• **WHAT YOU HAVE TO DO**:
Reproduce every record below exactly as written, but leave out any pictures.

+++ EXTRACTED INFORMATION +++

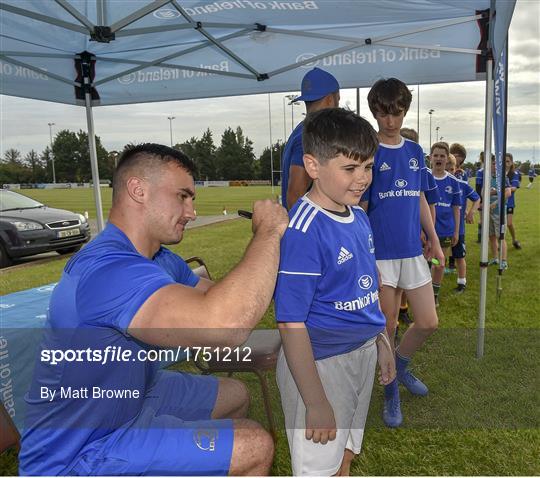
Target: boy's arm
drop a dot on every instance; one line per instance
(433, 248)
(320, 421)
(457, 211)
(469, 216)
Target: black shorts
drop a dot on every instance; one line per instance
(445, 242)
(459, 251)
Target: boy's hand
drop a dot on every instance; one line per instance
(385, 357)
(320, 423)
(433, 250)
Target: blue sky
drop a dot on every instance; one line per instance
(459, 109)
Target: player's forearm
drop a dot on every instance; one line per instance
(301, 362)
(242, 297)
(425, 218)
(457, 213)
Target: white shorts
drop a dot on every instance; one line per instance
(407, 274)
(347, 380)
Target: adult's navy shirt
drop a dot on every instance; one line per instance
(293, 155)
(100, 291)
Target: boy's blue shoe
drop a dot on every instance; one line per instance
(412, 384)
(392, 416)
(406, 378)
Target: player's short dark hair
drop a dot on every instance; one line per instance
(333, 131)
(440, 145)
(457, 148)
(389, 96)
(148, 156)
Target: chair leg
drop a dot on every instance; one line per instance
(267, 404)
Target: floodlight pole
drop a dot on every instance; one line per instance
(170, 118)
(52, 155)
(85, 66)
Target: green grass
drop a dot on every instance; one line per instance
(481, 417)
(209, 201)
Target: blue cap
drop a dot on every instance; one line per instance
(317, 84)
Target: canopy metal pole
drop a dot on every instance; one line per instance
(271, 145)
(92, 144)
(486, 189)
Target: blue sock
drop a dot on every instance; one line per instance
(401, 363)
(391, 390)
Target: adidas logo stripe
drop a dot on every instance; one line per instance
(344, 255)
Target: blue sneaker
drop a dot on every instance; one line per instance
(411, 383)
(392, 416)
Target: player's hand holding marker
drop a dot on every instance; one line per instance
(320, 422)
(386, 360)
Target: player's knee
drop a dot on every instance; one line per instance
(253, 450)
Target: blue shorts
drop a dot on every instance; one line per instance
(173, 435)
(459, 251)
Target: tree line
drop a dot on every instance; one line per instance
(232, 159)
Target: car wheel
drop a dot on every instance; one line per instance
(5, 260)
(68, 250)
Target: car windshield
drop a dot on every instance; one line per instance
(10, 200)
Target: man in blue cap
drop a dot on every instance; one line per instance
(319, 90)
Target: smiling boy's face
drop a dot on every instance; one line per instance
(339, 182)
(438, 160)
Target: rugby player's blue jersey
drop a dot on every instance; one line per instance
(328, 278)
(514, 183)
(467, 192)
(449, 196)
(432, 195)
(394, 199)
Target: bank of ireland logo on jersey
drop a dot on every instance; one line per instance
(365, 282)
(400, 183)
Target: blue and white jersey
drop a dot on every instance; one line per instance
(514, 183)
(467, 192)
(449, 196)
(431, 192)
(394, 199)
(328, 278)
(293, 155)
(91, 308)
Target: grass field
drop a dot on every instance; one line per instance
(209, 201)
(482, 417)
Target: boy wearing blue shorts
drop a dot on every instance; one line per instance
(398, 211)
(459, 250)
(326, 300)
(448, 207)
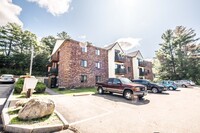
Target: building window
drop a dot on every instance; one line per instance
(83, 63)
(129, 69)
(83, 78)
(97, 65)
(148, 71)
(84, 49)
(97, 52)
(98, 79)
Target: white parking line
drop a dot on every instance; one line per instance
(91, 118)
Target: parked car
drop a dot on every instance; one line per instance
(155, 88)
(7, 78)
(170, 85)
(191, 82)
(182, 83)
(123, 86)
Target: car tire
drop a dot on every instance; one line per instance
(100, 90)
(140, 97)
(127, 94)
(170, 88)
(184, 86)
(154, 90)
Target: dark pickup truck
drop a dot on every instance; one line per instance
(123, 86)
(155, 88)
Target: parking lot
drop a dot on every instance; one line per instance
(170, 112)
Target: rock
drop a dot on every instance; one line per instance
(36, 108)
(20, 103)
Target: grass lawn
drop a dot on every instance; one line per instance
(47, 120)
(77, 91)
(34, 95)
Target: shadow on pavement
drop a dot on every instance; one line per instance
(163, 93)
(119, 98)
(175, 90)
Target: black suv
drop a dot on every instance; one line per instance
(155, 88)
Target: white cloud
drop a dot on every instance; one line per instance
(9, 13)
(55, 7)
(82, 37)
(129, 43)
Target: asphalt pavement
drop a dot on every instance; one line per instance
(5, 90)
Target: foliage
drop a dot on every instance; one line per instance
(63, 35)
(40, 87)
(15, 50)
(177, 55)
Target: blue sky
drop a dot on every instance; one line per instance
(102, 22)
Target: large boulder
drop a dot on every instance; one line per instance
(36, 108)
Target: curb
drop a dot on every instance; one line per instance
(81, 94)
(24, 129)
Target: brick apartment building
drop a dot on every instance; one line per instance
(76, 64)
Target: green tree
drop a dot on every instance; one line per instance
(9, 37)
(63, 35)
(175, 54)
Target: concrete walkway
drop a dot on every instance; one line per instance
(51, 92)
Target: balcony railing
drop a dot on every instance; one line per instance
(53, 71)
(119, 58)
(143, 73)
(120, 71)
(55, 57)
(141, 63)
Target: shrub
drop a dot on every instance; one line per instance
(20, 81)
(40, 87)
(18, 88)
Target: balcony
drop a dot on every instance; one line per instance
(53, 71)
(120, 58)
(55, 57)
(142, 63)
(143, 73)
(120, 71)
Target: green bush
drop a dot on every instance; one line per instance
(20, 81)
(18, 88)
(40, 87)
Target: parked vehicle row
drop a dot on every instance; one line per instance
(7, 78)
(139, 87)
(155, 88)
(123, 86)
(184, 83)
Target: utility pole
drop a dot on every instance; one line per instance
(32, 50)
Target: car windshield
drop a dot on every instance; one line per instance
(125, 80)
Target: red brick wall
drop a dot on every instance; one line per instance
(148, 67)
(127, 64)
(70, 69)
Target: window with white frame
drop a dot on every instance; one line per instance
(97, 65)
(83, 63)
(84, 49)
(98, 79)
(83, 78)
(97, 52)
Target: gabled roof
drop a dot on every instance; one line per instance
(57, 45)
(135, 53)
(109, 47)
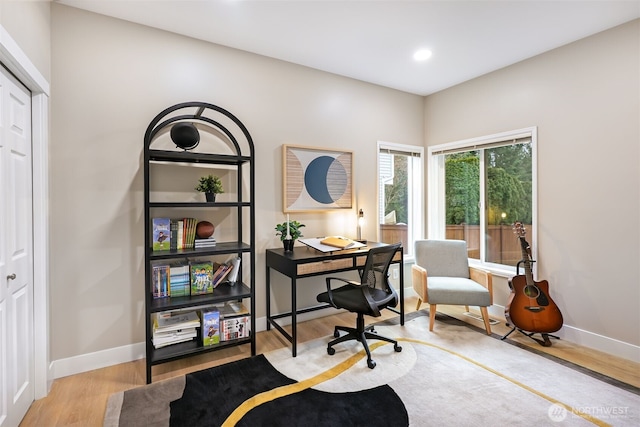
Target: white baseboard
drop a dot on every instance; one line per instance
(96, 360)
(128, 353)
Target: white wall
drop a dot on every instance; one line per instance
(109, 80)
(28, 23)
(585, 100)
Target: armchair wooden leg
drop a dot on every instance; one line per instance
(432, 316)
(485, 318)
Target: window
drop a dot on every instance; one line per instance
(400, 194)
(478, 188)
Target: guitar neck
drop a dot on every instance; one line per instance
(526, 258)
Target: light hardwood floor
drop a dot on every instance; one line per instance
(80, 400)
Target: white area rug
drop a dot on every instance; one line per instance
(456, 376)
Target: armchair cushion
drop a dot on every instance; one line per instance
(457, 291)
(443, 258)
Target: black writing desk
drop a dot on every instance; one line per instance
(307, 262)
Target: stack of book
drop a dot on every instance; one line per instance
(220, 272)
(160, 281)
(179, 283)
(235, 321)
(174, 327)
(205, 243)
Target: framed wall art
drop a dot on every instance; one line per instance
(316, 179)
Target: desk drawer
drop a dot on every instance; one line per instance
(362, 259)
(324, 266)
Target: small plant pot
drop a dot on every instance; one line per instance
(288, 245)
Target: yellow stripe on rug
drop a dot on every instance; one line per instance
(276, 393)
(587, 417)
(286, 390)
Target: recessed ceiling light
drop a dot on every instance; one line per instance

+++

• **FINAL RESULT**:
Target: boy's arm
drop a dot on every instance; one line per instance
(433, 248)
(320, 421)
(457, 211)
(469, 216)
Target: black shorts
drop a dot on every instance; one line per instance
(445, 242)
(459, 251)
Target: boy's hand
drop a dot on every instance; one line per instance
(385, 357)
(320, 423)
(433, 250)
Target: blue sky
drop a dot on every instance; one line per instance
(459, 109)
Target: player's forearm
drop a dot on every instance; one line per instance
(301, 362)
(242, 297)
(425, 218)
(457, 213)
Target: white shorts
drop a dot on every instance; one line per instance
(407, 274)
(347, 380)
Target: adult's navy shirt
drop a dot on every instance; one line per instance
(293, 155)
(100, 291)
Target: boy's blue shoe
drop a dot on every instance; one line per instance
(412, 384)
(392, 416)
(406, 378)
Target: player's short dark hair
drop a dot on every instance; one line per instance
(333, 131)
(440, 145)
(457, 148)
(389, 96)
(148, 156)
Target: chair leg
drop a dot on every instance; one line per instance
(267, 404)
Target: floodlight pole
drop a dot on every instance; one line per instance
(170, 118)
(52, 155)
(85, 66)
Target: green grass
drop a dot on every instance; one line per instance
(481, 417)
(209, 201)
Target: blue cap
drop a dot on every instance; one line per instance
(317, 84)
Target: canopy metal pole
drop a dot on every instance; one line per instance
(271, 145)
(92, 144)
(486, 189)
Target: blue sock
drop a dot on every instance; one line per instance
(401, 363)
(391, 390)
Target: adidas logo stripe
drop a dot on every instance; one line per instance
(344, 255)
Target: blue sneaker
drop a dot on every instance; one line per instance
(411, 383)
(392, 416)
Target: player's hand holding marker
drop a dot on every instance; one line per instance
(320, 422)
(386, 360)
Target: player's knee
drop a dot on every instance; one line per instance
(253, 450)
Target: blue shorts
drop a dot on every instance; one line per instance
(173, 435)
(459, 251)
Target: tree line
drop a dot on every instance; one line per instance
(232, 159)
Target: car wheel
drop a dot on every instance; one line per instance
(5, 260)
(68, 250)
Target: car windshield
drop a dot on every instance; one line per instance
(10, 200)
Target: man in blue cap
drop a dot on every instance; one line per instance
(319, 90)
Target: smiling boy's face
drop a dot on every instance; one line per instance
(339, 182)
(438, 160)
Target: rugby player's blue jersey
drop a dot on every instance; one line per instance
(328, 278)
(514, 183)
(467, 192)
(449, 196)
(432, 195)
(394, 199)
Target: bank of ireland logo on jersey
drop a dot on every instance; one line per instance
(365, 282)
(400, 183)
Target: blue and white jersey
drop a dot on every instance; one line per instance
(514, 183)
(467, 192)
(449, 196)
(431, 192)
(394, 199)
(328, 278)
(293, 155)
(91, 308)
Target: grass field
drop a dot on every instance; one line per instance
(209, 201)
(482, 417)
Target: boy wearing blue shorts
drop a dot on every instance; one line per instance
(398, 211)
(459, 250)
(326, 300)
(448, 207)
Target: building window
drop a dot on every instance; one line per instance
(83, 63)
(129, 69)
(83, 78)
(97, 65)
(148, 71)
(84, 49)
(97, 52)
(98, 79)
Target: white parking line
drop a dot on every instance; one line per instance
(91, 118)
Target: parked car
drop a dot on every instance; one line per instance
(155, 88)
(7, 78)
(170, 85)
(191, 82)
(182, 83)
(123, 86)
Target: car tire
drop a dot on every instance; one line per instance
(100, 90)
(140, 97)
(127, 94)
(170, 88)
(184, 86)
(154, 90)
Target: dark pickup truck
drop a dot on every instance; one line per instance
(123, 86)
(155, 88)
Target: parking lot
drop a dot on every instance; one line per instance
(170, 112)
Target: rock
drop a dot on every instance; one line per instance
(36, 108)
(20, 103)
Target: grass lawn
drop a dot on every instance; one line per instance
(47, 120)
(77, 91)
(34, 95)
Target: shadow on pavement
drop a dot on every instance; one line per instance
(163, 93)
(119, 98)
(175, 90)
Target: black suv
drop a dot on every instance; one line per instance
(155, 88)
Target: white cloud
drop a dot on every instance; one line per instance
(9, 13)
(55, 7)
(82, 37)
(129, 43)
Target: asphalt pavement
drop a dot on every instance; one line per instance
(5, 90)
Target: foliage
drop a dot on every instance; one line per instance
(63, 35)
(40, 87)
(15, 50)
(177, 55)
Target: blue sky
drop a dot on every instance; one line per instance
(102, 22)
Target: large boulder
drop a dot on every instance; one line per instance
(36, 108)
Target: curb
drop a dot on every instance; one line per instance
(81, 94)
(24, 129)
Target: brick apartment building
drop a dot on every instance; one line per instance
(76, 64)
Target: green tree
drop a dot on every instance; one line per instance
(9, 37)
(63, 35)
(175, 54)
Target: concrete walkway
drop a dot on every instance; one line per instance
(51, 92)
Target: balcony railing
drop a dot on every instance; one line per instance
(53, 71)
(119, 58)
(143, 73)
(120, 71)
(55, 57)
(141, 63)
Target: shrub
drop a dot on every instance; one line per instance
(20, 81)
(40, 87)
(18, 88)
Target: balcony
drop a dot on every instance; one line per instance
(53, 71)
(120, 58)
(55, 57)
(142, 63)
(143, 73)
(120, 71)
Target: green bush
drop a dot on every instance; one line per instance
(20, 81)
(18, 88)
(40, 87)
Target: parked vehicle row
drop a dot on every instance; one line per instance
(7, 78)
(139, 87)
(155, 88)
(123, 86)
(184, 83)
Target: utility pole
drop a dot on every instance; one line per instance
(32, 50)
Target: car windshield
drop a dot on every instance; one line per instance
(125, 80)
Target: red brick wall
drop a dot on every instance; one line per instance
(148, 67)
(127, 64)
(70, 69)
Target: window with white frame
drop a dot on every instance; one line per instance
(97, 65)
(83, 63)
(84, 49)
(98, 79)
(83, 78)
(97, 52)
Target: gabled roof
drop a dot on every instance; one line per instance
(57, 45)
(135, 53)
(109, 47)
Target: white baseboard
drop a dot on every instance; one line per instance
(96, 360)
(128, 353)
Target: white wall
drop a dot on every instance; one line per instance
(109, 80)
(28, 23)
(585, 100)
Target: armchair wooden leg
drop a dot on every instance; one line per instance
(432, 316)
(485, 318)
Target: window
drop a dot on every instance; one line per instance
(400, 194)
(478, 188)
Target: guitar neck
drop a dot on every instance; one line per instance
(526, 258)
Target: light hardwood floor
drop a dot on every instance; one line per instance
(80, 400)
Target: white area rug
drop a dot on every instance; one line per instance
(456, 376)
Target: armchair cushion
drop a dot on every instance; one line per instance
(457, 291)
(443, 258)
Target: black writing desk
drop a dot on every instance; one line per instance
(307, 262)
Target: stack of book
drop a dot on every instance; one line per instance
(220, 272)
(160, 281)
(179, 283)
(235, 321)
(174, 327)
(205, 243)
Target: framed wall art
drop a dot on every instance; one line per instance
(316, 179)
Target: desk drawer
drop a dot on every instance; one line per instance
(362, 259)
(324, 266)
Target: small plant pot
drop a dot on every instance; one line per instance
(288, 245)
Target: yellow stripe on rug
drop a dot on every instance; one line per instance
(276, 393)
(587, 417)
(286, 390)
Target: recessed ceiling light
drop a dot on every instance; one line per instance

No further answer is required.